- Short exercise: Gather every line in the material below that contains the word "animal", and copy each line in full.
================
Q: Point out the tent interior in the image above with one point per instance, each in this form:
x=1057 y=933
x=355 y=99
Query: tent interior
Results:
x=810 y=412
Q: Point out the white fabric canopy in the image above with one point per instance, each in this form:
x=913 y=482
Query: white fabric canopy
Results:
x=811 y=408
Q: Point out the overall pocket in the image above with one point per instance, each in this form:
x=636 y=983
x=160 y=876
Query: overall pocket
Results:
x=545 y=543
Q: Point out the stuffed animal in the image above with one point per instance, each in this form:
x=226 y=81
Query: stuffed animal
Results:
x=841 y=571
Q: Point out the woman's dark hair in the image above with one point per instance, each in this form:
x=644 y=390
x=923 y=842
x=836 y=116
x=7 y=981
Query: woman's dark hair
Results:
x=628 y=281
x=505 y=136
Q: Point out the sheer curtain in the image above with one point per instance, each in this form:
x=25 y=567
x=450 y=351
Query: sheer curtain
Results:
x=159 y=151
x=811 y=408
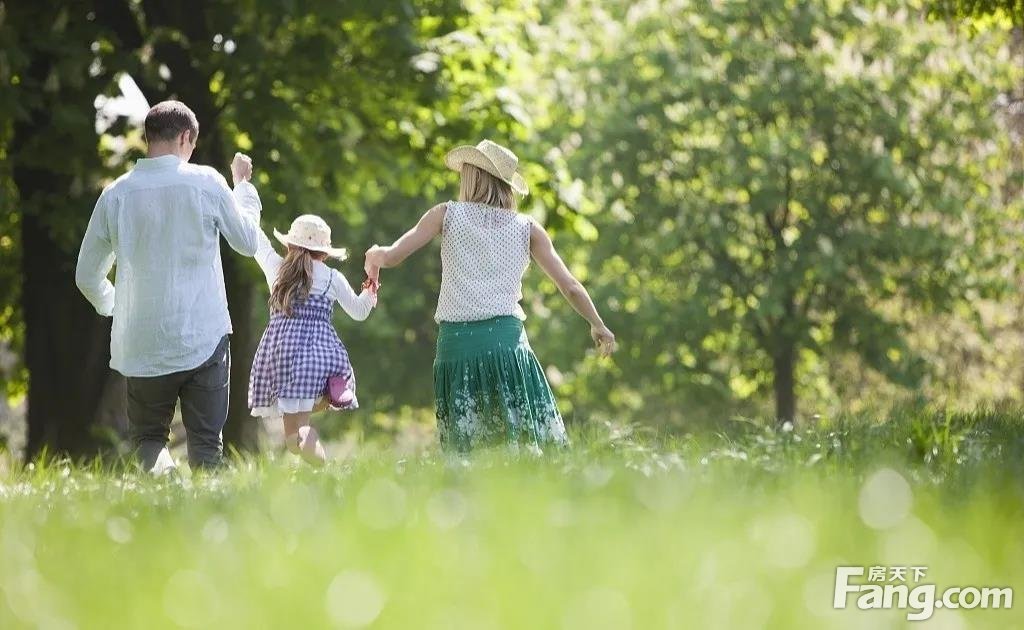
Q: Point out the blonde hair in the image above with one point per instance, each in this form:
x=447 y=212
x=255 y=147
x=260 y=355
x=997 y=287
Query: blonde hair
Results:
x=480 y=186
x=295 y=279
================
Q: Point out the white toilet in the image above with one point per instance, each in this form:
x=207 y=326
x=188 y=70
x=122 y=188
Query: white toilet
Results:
================
- Response below:
Q: Point out the stuffed animal in the image above with one point per instance, each in this form:
Query: stuffed animal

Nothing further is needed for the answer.